Extracted material:

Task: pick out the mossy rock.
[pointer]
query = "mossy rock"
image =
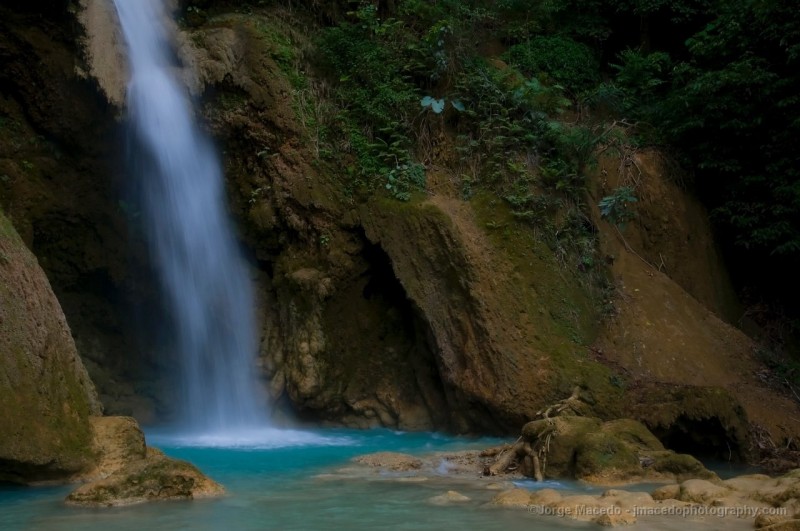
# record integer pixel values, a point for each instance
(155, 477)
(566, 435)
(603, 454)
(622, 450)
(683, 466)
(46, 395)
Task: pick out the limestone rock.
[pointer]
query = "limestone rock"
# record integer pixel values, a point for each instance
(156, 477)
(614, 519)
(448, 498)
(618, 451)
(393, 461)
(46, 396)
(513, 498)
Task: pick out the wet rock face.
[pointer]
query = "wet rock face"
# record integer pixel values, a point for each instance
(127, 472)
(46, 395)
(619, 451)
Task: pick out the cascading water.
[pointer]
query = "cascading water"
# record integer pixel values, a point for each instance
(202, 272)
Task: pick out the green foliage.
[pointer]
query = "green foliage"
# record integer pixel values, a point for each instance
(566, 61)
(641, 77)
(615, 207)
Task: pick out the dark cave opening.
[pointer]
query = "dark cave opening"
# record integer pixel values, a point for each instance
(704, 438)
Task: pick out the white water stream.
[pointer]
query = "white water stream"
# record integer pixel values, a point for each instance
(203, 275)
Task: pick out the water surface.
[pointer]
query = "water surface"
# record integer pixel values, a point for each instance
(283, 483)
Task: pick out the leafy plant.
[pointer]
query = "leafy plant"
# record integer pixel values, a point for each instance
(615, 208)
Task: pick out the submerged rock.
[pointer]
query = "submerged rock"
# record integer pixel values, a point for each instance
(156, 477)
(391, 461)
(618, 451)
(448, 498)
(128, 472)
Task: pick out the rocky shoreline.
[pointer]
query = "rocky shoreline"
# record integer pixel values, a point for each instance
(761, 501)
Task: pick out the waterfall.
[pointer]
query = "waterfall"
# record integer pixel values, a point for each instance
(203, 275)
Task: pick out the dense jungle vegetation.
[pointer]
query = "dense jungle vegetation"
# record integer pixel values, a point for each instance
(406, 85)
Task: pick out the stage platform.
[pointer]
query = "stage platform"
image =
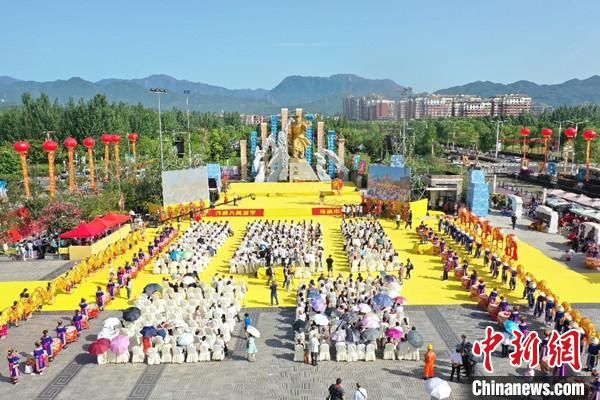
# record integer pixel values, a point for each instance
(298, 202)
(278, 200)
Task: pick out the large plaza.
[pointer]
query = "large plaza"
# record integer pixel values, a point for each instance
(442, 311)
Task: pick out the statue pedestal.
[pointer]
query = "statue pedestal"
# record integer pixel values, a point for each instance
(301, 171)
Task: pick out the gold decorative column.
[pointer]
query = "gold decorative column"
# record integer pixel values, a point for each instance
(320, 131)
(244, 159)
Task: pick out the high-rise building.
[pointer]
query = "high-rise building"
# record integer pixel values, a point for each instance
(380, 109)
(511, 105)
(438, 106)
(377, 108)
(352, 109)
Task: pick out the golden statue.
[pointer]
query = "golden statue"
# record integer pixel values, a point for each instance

Work required:
Please copy the material above word for word, with the pictures left out.

Written solution:
Task: pick out the mossy rock.
[pointer]
query = "mossy rock"
image =
# record integer pixel values, a point for each instance
(155, 477)
(566, 435)
(603, 454)
(622, 450)
(683, 466)
(46, 395)
Task: pick out the limestone rock.
[pointer]
query = "limestone rock"
# record integer pixel values, a point for each instance
(156, 477)
(614, 519)
(448, 498)
(618, 451)
(393, 461)
(46, 396)
(513, 498)
Task: pick out the wet rock face.
[pointer]
query = "wet rock face"
# record integer pixel values, a point for each instance
(127, 472)
(46, 395)
(619, 451)
Task: pick out the cascading water.
[pointer]
query = "cascading water"
# record integer pixel values, a point for each instance
(202, 272)
Task: pick out the green foliage.
[pointer]
query = "green foliage"
# record integer pixel values, a point for each instance
(566, 61)
(641, 77)
(615, 207)
Task: pick out the dark cave opening.
[pointer]
query = "dark cave opening"
# record integer pixel values, a point for each instance
(704, 438)
Task: pick out the white water stream.
[pointer]
query = "white water stream"
# record integer pixel values, a point for each instance
(203, 275)
Task: pick out the water surface.
[pointer]
query = "water surface"
# record integer pixel values, a point for each instance
(283, 483)
Task: pick out the leafy plant.
[pointer]
query = "leafy plant"
# record integer pixel values, a point for each instance
(615, 208)
Task: pick out the submerged rock.
[pointer]
query = "submerged rock"
# record integer pixel values, a point for each instance
(156, 477)
(391, 461)
(618, 451)
(448, 498)
(128, 472)
Task: pick out the rocky shoreline.
[pointer]
query = "rocky shoreline"
# record integer pixel values, a point for each instance
(761, 501)
Task: pick out the waterfall.
[pointer]
query = "waterfall"
# record integer pixel values, a point for each instance
(203, 275)
Task: pick out the dense jungle vegetation.
[pointer]
query = "dense jungle vegetation"
# record integer pixel values, a point for each instance
(406, 85)
Task: pick out the stage platform.
[pointer]
query = "stage platform"
image =
# record integer pixel values, a point for each instance
(298, 202)
(278, 200)
Task: pick out the large plaza.
[pointer]
query = "large plaza"
# record integer pixel values, a point for each instance
(442, 311)
Task: pick out the statue pedestal.
[pointer]
query = "statue pedestal"
# record integer pixel values, a point for each instance
(301, 171)
Task: pick out the gold decorative column.
[pointer]
query = "gold decorative column"
# record integer pixel values, a point for each instance
(320, 131)
(244, 159)
Task: pick out the high-rise building.
[pointer]
query = "high-rise building"
# record integer pixel values, a point for each instance
(380, 109)
(511, 105)
(438, 106)
(377, 108)
(352, 109)
Task: pick out the golden statue.
[pointer]
query = "golden statue"
# record integer pixel values, a point for each instance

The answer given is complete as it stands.